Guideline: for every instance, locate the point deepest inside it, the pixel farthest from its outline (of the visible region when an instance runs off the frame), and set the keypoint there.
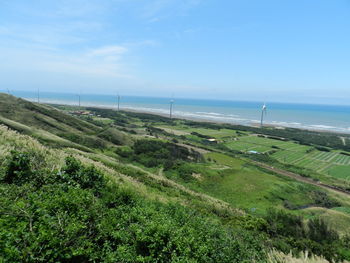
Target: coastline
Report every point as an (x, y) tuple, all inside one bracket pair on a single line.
[(191, 118)]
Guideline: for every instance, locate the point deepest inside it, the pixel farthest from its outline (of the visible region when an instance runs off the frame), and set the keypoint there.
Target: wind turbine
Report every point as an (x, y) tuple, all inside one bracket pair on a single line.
[(38, 95), (171, 108), (118, 101), (263, 112), (79, 100)]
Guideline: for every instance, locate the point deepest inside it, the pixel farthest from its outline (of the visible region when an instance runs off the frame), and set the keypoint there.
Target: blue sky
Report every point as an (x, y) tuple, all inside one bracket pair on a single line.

----

- **Set problem**
Convert every line of the items above into a Markdown table with the columns Row and Line, numbering the rows and skipping blank lines. Leave the pictures out of the table.

- **Response below**
| Row | Line |
|---|---|
| 1 | Guideline: for every instance, locate the point deepest inside it, the pixel farthest from its outline (of the visible region when an instance runs off the frame), and set the keypoint there. |
| 2 | Target: coastline |
| 3 | Report every point as an (x, y) tuple, all inside one bracket pair on a single line. |
| 4 | [(191, 118)] |
| 5 | Guideline: for every instance, locate the point deepest inside it, the pixel farthest from its outline (of the visible region when an instance runs off the frame), and set the keypoint there. |
| 6 | Target: wind turbine |
| 7 | Report every point as an (x, y) tuple, all inside one bracket pair on a single line. |
| 8 | [(38, 95), (171, 108), (118, 101), (263, 112), (79, 100)] |
| 9 | Guideline: for every instance, locate the point deepest inside it, the pixel farthest from its outline (of the visible region when an instance runs off the frame), and set the keypoint there. |
| 10 | Target: blue sky |
| 11 | Report every point as an (x, y) tuple, all inside one bracket pair on a single line. |